Below are the entries to retype; reproduce each one exactly.

==== Source records ====

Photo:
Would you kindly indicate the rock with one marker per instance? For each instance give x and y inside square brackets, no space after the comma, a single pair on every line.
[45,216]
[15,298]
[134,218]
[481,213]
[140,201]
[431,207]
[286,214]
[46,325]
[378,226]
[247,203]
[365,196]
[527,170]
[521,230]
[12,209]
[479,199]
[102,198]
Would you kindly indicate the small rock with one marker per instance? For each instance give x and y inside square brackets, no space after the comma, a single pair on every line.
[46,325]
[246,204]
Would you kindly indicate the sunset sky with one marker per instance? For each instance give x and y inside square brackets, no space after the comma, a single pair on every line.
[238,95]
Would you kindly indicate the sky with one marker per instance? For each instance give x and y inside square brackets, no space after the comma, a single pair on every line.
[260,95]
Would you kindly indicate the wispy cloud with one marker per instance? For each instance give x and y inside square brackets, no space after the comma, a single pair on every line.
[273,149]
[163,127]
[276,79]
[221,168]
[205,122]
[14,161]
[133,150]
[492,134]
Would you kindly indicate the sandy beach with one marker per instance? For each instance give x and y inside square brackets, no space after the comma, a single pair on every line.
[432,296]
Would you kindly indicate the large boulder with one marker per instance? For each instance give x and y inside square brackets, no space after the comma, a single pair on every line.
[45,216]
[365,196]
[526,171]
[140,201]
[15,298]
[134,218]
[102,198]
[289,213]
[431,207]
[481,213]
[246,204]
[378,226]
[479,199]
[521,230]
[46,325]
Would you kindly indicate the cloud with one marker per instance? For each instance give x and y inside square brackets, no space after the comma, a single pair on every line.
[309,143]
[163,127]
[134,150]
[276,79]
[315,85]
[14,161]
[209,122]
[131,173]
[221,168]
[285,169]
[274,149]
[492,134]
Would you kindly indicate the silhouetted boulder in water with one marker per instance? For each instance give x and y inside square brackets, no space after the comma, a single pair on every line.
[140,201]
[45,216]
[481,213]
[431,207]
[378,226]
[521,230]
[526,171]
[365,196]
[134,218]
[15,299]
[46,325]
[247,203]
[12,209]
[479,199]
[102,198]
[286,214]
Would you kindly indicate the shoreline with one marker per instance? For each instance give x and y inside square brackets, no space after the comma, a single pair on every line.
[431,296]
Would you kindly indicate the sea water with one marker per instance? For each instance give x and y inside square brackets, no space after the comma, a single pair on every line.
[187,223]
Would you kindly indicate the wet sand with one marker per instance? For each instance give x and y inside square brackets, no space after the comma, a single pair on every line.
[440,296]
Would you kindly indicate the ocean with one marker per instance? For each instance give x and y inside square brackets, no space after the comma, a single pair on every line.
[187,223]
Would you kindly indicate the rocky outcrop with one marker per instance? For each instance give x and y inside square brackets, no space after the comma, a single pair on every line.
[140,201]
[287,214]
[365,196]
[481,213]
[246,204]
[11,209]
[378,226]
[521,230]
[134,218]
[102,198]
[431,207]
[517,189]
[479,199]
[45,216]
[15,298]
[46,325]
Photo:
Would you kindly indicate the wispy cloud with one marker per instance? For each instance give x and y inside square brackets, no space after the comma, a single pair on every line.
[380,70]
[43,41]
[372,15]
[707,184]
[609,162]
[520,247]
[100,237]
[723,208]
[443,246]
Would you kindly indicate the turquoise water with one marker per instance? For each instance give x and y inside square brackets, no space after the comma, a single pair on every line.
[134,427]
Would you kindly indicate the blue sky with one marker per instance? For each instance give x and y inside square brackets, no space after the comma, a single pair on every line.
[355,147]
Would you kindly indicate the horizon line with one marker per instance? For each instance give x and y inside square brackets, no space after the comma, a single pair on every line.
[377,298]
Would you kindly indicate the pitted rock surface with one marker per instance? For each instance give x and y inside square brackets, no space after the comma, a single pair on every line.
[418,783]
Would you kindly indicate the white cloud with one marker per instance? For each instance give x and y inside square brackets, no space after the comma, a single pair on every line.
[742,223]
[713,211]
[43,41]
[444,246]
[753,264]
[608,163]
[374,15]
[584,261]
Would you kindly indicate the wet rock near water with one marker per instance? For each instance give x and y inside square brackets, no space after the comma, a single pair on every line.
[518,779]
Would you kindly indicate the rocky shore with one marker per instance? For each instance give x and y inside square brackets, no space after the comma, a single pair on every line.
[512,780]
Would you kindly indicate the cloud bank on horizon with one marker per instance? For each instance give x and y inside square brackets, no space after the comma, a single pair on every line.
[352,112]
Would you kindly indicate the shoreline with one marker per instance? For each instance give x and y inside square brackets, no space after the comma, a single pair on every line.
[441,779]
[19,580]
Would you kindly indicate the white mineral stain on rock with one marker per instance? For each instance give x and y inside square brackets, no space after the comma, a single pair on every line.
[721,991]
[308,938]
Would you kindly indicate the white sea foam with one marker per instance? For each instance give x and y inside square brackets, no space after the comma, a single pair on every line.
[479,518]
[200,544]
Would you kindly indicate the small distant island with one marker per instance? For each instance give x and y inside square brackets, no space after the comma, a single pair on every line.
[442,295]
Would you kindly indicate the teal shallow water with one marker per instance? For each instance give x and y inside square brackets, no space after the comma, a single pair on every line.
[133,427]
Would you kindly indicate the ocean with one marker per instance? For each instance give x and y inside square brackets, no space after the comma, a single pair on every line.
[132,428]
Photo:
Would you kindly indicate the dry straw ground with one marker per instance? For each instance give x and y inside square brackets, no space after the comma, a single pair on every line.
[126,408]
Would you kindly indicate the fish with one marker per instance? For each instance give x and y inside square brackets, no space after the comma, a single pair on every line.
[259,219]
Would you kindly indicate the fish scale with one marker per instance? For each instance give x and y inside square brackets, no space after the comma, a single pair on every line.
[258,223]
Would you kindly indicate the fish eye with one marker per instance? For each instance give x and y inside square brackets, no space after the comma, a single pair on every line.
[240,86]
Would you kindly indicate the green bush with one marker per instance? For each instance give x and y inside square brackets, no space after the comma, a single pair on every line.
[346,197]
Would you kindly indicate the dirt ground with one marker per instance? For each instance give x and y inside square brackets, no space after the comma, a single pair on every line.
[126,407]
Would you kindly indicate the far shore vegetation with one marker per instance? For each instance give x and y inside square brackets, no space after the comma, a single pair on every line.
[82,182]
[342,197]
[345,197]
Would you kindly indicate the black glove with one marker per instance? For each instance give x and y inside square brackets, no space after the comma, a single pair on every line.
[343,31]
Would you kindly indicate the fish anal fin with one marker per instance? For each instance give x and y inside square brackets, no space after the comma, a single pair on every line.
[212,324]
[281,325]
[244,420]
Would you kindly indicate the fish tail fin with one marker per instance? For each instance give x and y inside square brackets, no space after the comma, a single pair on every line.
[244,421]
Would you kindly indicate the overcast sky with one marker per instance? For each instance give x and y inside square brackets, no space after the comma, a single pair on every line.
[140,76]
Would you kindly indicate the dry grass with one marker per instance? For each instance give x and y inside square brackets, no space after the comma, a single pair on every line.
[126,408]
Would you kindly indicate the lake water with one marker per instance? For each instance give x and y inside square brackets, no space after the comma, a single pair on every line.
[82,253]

====

■ Solved exercise
Photo:
Would you kindly indicate the rock with one marker per instance? For each instance give x and y inside square brackets, no space after the comma, a single pair on every line.
[45,216]
[15,298]
[134,218]
[481,213]
[140,201]
[431,207]
[286,214]
[46,325]
[378,226]
[247,203]
[365,196]
[527,170]
[521,230]
[12,209]
[479,199]
[102,198]
Would you kindly indicate the small rock with one marker per instance? For each instance give x and y inside square brackets, no space after the comma, a single pair on every line.
[46,325]
[246,204]
Would you kindly indicate the sunset sky with one marker per instance? For each instance give x and y inside square brackets, no space after the comma, a single pair on every line.
[238,95]
Would you kindly indicate the sky with one marker per instance? For each instance give x and y inside square brackets, no space after the comma, a single pair on every line.
[260,95]
Would you kindly indicate the wispy cloud with one marker per instance? For each instance give x and y inside square brackets, no space after the comma, a single pair on every line.
[273,149]
[163,127]
[276,79]
[221,168]
[205,122]
[14,161]
[133,150]
[492,134]
Would you kindly indicate the sandy beach with one marker per instance? For each instance give x and y inside square brackets, no space after the comma, a single pair on every line.
[432,296]
Would you kindly indicate the large boulder with one marker per instance? For each instance give x and y inside square brackets, no space after the comma, a single pair on every line.
[45,216]
[365,196]
[526,171]
[140,201]
[15,298]
[134,218]
[102,198]
[289,213]
[431,207]
[481,213]
[246,204]
[378,226]
[479,199]
[521,230]
[46,325]
Would you kindly indicate the cloud with one marker per instance? For each instance give x and y inside square brackets, no space after the comma, a single pair on every line.
[309,143]
[163,127]
[134,150]
[276,79]
[315,85]
[14,161]
[209,122]
[131,173]
[221,168]
[285,169]
[274,149]
[492,134]
Would you kindly indicate the silhouetted boulder in water with one marker per instance? For each instance give x and y inside square brackets, no space after the comma, a single pair on every line.
[140,201]
[45,216]
[481,213]
[431,207]
[378,226]
[521,230]
[526,171]
[365,196]
[134,218]
[15,299]
[46,325]
[247,203]
[12,209]
[479,199]
[102,198]
[286,214]
Would you kindly indicate the shoreline with one marker per instance? For each instance give x and y inside square brackets, no space after the comma, a single pair on every line.
[431,296]
Would you kindly indicate the sea water with one marker per instance? For each instance give x and y inside square brackets, no space after the comma, a single pair on every line.
[187,223]
Would you kindly indicate the wet sand with one marker per instance? For each instance give x and y inside square brackets, no space after the comma, a single pair on every line.
[440,296]
Would you kindly indicate the ocean with one marker per instance? For each instance give x and y inside square brackets, no space after the comma, a single pair on every line.
[187,223]
Would you kindly indicate the rocky outcrop with one marker per instance? For each instance give x and y inside square brackets, no space after the comma, a single pair on every line.
[140,201]
[287,214]
[365,196]
[481,213]
[246,204]
[11,209]
[378,226]
[521,230]
[134,218]
[102,198]
[431,207]
[517,189]
[479,199]
[45,216]
[15,298]
[46,325]
Photo:
Would you kindly indicate the wispy cloud with one marker per instance? For each instance give x and y inside square brackets, no space after the comma, a single pair on every line.
[380,70]
[43,41]
[372,15]
[707,184]
[609,162]
[520,247]
[100,237]
[723,208]
[443,246]
Would you kindly indicate the turquoise water with one marker per instance? For each instance give x and y inside square brackets, no space after the comma, a single pair on every line.
[134,427]
Would you kindly indicate the blue sky with one marker per instance? For each instance give x and y inside square brackets, no space after the comma, a single pair on every line.
[355,147]
Would you kindly indicate the horizon line with one marker per instance? For each instance give x and y inside square brackets, no space after the comma, a single pair on every line.
[377,298]
Would you kindly indicate the pitted rock surface with one marker per instance? For each instance give x and y inside square brackets, no space after the comma, a single pair on every line.
[418,783]
Would you kindly indicate the white cloud with one marker per instance? For each instance give x and y inside square brackets, no space after the comma, a single pair on every line.
[742,223]
[713,211]
[43,41]
[444,246]
[753,264]
[608,163]
[374,15]
[584,261]
Would you kindly indicate the wet rock near water with one marker per instance? For each instance give x and y inside square brackets, no space after the comma, a single pair on every line.
[518,779]
Would you kindly indicate the rocky shore with one marker per instance? For each instance give x and y inside square brackets, no space after the comma, a single pair on every line.
[512,780]
Would you kindly indicate the cloud bank on horizon with one marker per instance? For each instance give x and y inside square brackets, no space after the comma, a single pair on every line.
[352,112]
Would you kindly indicate the shoreline with one marker per instance? For each instance give x and y inside square brackets, no space after the comma, a single pair on every line.
[441,779]
[19,580]
Would you kindly indicate the white mineral stain on rock with one marker per instance? For each instance give x and y inside square brackets, no space after the comma, a single pair on every line.
[721,991]
[308,938]
Would you kindly indicate the white sea foam with one marker per instance? For each instance give x and y inside square brackets, no space after the comma, a single pair on every line.
[479,518]
[200,544]
Would you kindly indicate the small distant island with one marker per instance? For each instance give x and y inside square brackets, no space after the comma, a single pair on every line.
[442,295]
Would you kindly indicate the teal shallow water with one marker per instance? For each instance give x and y inside square brackets, no space after the comma, a single pair on every line.
[133,427]
Would you kindly indicate the ocean with one marker per instance? For each instance give x and y inside square brackets, no space after the comma, a single pair on every line.
[132,428]
Photo:
Would you kindly indicate the dry straw ground with one marker per instance? For each instance give x and y inside square brackets, no space after the comma, a single pair on every line.
[126,408]
Would you kindly indicate the fish with one marker per instance? For each instance give x and y inside square brackets, no space after the comma, a single pair on every line.
[259,219]
Would you kindly indicate the fish scale with one marker per instance? For each instance give x and y inside square brackets, no space after the comma, a single pair on every line.
[258,223]
Would you kindly indicate the fish eye with one marker per instance? For each instance give x and y inside square brackets, no space after the comma, a single pair on every line.
[240,86]
Would you kindly indicate the green bush with one marker per instance? For each instance give x and y inside square brackets, no space after the comma, a single pair on every line.
[346,197]
Would you kindly indicate the dirt ground with one marker per instance? For each instance give x and y inside square brackets, no space after the comma, a single pair on every line.
[126,407]
Would you kindly indicate the far shore vegetation with one marker per instance? For each instance give x and y inside square brackets, no space after the comma, a single pair on every line.
[82,182]
[342,197]
[345,197]
Would you kindly indicate the black glove with one marker per instance? For each instance give x and y inside square brackets, no space after the comma, a single pair on every line.
[343,31]
Would you kindly indicate the fish anal fin with one marker per instance? For each instance give x and y inside square brackets, no space after the comma, a single pair on every line.
[212,324]
[281,325]
[244,420]
Would you kindly indicate the fish tail fin with one marker per instance? For each instance give x and y inside square brackets, no space after the comma, a single pair on every line.
[244,421]
Would you kindly indicate the overcast sky with one marker per instance? For each instance give x and y inside square brackets, no space after the comma, a single pair on every line.
[140,76]
Would you kindly indicate the dry grass with one marker per instance? For each instance give x and y inside square brackets, no space after the comma, a single pair on every line.
[126,408]
Would you kindly indicate the lake water with one marker per instance? For each instance give x and y inside square brackets, no space after the comma, a single pair on every line.
[82,253]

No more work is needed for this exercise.